[GIVEN INSTRUCTION]:
Render every line of the records below as a numbered list, skipping blank lines. Leave the pictures out of your answer.

## Start INPUT DATA

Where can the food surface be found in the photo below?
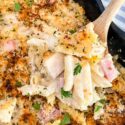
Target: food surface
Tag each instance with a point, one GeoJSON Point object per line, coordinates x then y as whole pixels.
{"type": "Point", "coordinates": [54, 69]}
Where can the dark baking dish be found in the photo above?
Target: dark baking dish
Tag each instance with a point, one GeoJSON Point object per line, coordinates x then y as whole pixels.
{"type": "Point", "coordinates": [116, 43]}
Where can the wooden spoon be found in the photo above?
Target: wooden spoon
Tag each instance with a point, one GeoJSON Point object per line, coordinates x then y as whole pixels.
{"type": "Point", "coordinates": [101, 24]}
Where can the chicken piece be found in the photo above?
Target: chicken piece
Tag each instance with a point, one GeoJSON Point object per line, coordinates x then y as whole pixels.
{"type": "Point", "coordinates": [108, 68]}
{"type": "Point", "coordinates": [100, 81]}
{"type": "Point", "coordinates": [75, 115]}
{"type": "Point", "coordinates": [68, 72]}
{"type": "Point", "coordinates": [7, 109]}
{"type": "Point", "coordinates": [48, 113]}
{"type": "Point", "coordinates": [78, 44]}
{"type": "Point", "coordinates": [54, 64]}
{"type": "Point", "coordinates": [38, 89]}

## End INPUT DATA

[SOLUTION]:
1. Where can the food surface be found in the photo below?
2. Target: food surface
3. Tag each instance with a point, one GeoJSON Point object per line, coordinates x then y as whole pixels.
4. {"type": "Point", "coordinates": [54, 69]}
5. Where can the dark baking dish be found in the photo above?
6. Target: dark baking dish
7. Tag each instance with a point, one GeoJSON Point object per line, coordinates x then y as whole pixels.
8. {"type": "Point", "coordinates": [116, 43]}
9. Where can the wooden spoon be found in the photo above?
10. Target: wooden spoon
11. Tag each instance with a point, one GeoJSON Point object per line, coordinates x then y as whole pixels.
12. {"type": "Point", "coordinates": [101, 24]}
13. Where can the chicken piece be found in the photo above?
14. Target: chicken piece
15. Tag each instance with a point, one GeoJSON Point object per line, coordinates x then y as whole pixels.
16. {"type": "Point", "coordinates": [108, 68]}
17. {"type": "Point", "coordinates": [100, 81]}
18. {"type": "Point", "coordinates": [75, 115]}
19. {"type": "Point", "coordinates": [68, 72]}
20. {"type": "Point", "coordinates": [7, 109]}
21. {"type": "Point", "coordinates": [48, 113]}
22. {"type": "Point", "coordinates": [78, 44]}
23. {"type": "Point", "coordinates": [54, 64]}
24. {"type": "Point", "coordinates": [38, 89]}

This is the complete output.